Estratto della pagina:
***
Può reggere un sistema nel quale ciascuna scuola è autonoma e
diversa dall'altra, ma i docenti sono tutti identici, un sistema in cui un
professore bravo non ha alcun incentivo ad andare dove c'è più
bisogno di lui, cioè una scuola difficile? Rossi Doria,
che nei quartieri a rischio di Napoli ci è andato per scelta, dice che
no, non può funzionare. Per aumentare l'eguaglianza, dice, dobbiamo
accettare le differenze: così come fanno in Francia, dove gli
insegnanti che vanno nelle Zone di educazione prioritaria (le Zep) hanno incentivi economici e di punteggio. "Con
l'egualitarismo standardizzato finisci per fare una scuola di classe, dove
vanno bene solo i licei". Insomma, bisognerebbe costruire un
meccanismo, o almeno dare degli incentivi, perché i migliori vadano nelle
scuole peggiori: ma quali sono 'i migliori'?
Ritorna l'argomento tabù, quello della valutazione: quello su cui,
anni luce fa, esplosero Gilda e Cobas, contro i
primi timidi tentativi in tal senso. Negli staff tecnici del ministero sono
allo studio metodi per valutare l'andamento delle classi, modo indiretto per
valutare l'operato dei professori. I quali, dice Rossi Doria,
prima o poi qualche cambiamento dovranno accettarlo: "Si considerano
dipendenti pubblici, ma sono professionisti del sapere, devono abbandonare
una visione rivendicativa, capire che è cambiata la scuola e la
società, sono cambiate le famiglie".
La famiglia
Intorno alla scuola invecchiata senza crescere, alla scuola
del sex in pagella, è cambiato tutto, a partire da studenti e
famiglie. "La divisione degli studenti non passa semplicemente tra figli
di poveri e figli di ricchi", constata Starnone: "A scuola arriva anche un ceto
svantaggiato culturalmente, che però dal punto di vista materiale ha
tutto. E allo stesso tempo i figli del ceto medio colto, quelli che una volta
gratificavano gli insegnanti, sono esposti come tutti a violenza, alcol,
droga. La violenza a scuola c'è sempre stata, persino in 'Cuore' Garrone, che era uno
buono, andava a scuola col coltello: solo che se prima c'era una rissa tra
due, il terzo interveniva per separarli, adesso si ferma per filmarli". Ma
se la scuola è impreparata a tutto ciò, non è che le
famiglie l'aiutino a migliorare. Sborsano sempre più soldi, dai libri
ai corsi aggiuntivi ai materiali, e sono più presenti di prima; ma
spesso arrivano come clienti a guardare la vetrina della scuola e quando
qualcosa non va, protestano violentemente o vanno
dal giudice. "Vale nella scuola quello che vale
fuori: chi batte i pugni sul tavolo vince", dice amaro Starnone. "Le famiglie spesso delegano, non
costruiscono più il super Io, ma poi se la scuola impone delle regole
severe, molti si infuriano", commenta Rossi Doria.
***
Dati estratti:
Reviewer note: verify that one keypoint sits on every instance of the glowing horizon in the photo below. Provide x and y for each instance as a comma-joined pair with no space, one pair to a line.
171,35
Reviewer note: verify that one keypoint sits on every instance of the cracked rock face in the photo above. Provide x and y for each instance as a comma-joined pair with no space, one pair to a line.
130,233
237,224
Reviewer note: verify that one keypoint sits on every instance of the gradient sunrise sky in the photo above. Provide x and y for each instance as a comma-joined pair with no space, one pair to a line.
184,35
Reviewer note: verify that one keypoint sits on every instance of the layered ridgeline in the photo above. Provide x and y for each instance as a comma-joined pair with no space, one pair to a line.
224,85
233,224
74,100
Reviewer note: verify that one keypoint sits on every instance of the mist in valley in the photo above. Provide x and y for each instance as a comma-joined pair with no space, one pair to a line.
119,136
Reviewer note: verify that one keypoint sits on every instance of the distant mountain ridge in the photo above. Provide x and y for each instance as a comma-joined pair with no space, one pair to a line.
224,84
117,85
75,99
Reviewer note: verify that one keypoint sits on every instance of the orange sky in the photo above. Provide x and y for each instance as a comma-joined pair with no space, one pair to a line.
***
Compiti da svolgere:
**A)** Nell'articolo sulla scuola, che tipo di incentivi hanno in Francia gli insegnanti che vanno nelle Zone di educazione prioritaria?
**B)** Traduci in inglese questa frase dell'articolo sulla scuola: "Negli staff tecnici del ministero sono allo studio metodi per valutare l'andamento delle classi, modo indiretto per valutare l'operato dei professori."
**C)** Trascrivi dall'articolo sulla scuola il passo che comincia con "Può reggere un" e si chiude con "sono 'i migliori'?".
L'elenco proviene da una fonte diversa.

Risposte ai compiti:
**A)** Incentivi economici e di punteggio.

**B)** Within the ministry's technical staff, methods for assessing how classes are performing are under study, as an indirect way of assessing the teachers' work.

**C)**
Può reggere un sistema nel quale ciascuna scuola è autonoma e
diversa dall'altra, ma i docenti sono tutti identici, un sistema in cui un
professore bravo non ha alcun incentivo ad andare dove c'è più
bisogno di lui, cioè una scuola difficile? Rossi Doria,
che nei quartieri a rischio di Napoli ci è andato per scelta, dice che
no, non può funzionare. Per aumentare l'eguaglianza, dice, dobbiamo
accettare le differenze: così come fanno in Francia, dove gli
insegnanti che vanno nelle Zone di educazione prioritaria (le Zep) hanno incentivi economici e di punteggio. "Con
l'egualitarismo standardizzato finisci per fare una scuola di classe, dove
vanno bene solo i licei". Insomma, bisognerebbe costruire un
meccanismo, o almeno dare degli incentivi, perché i migliori vadano nelle
scuole peggiori: ma quali sono 'i migliori'?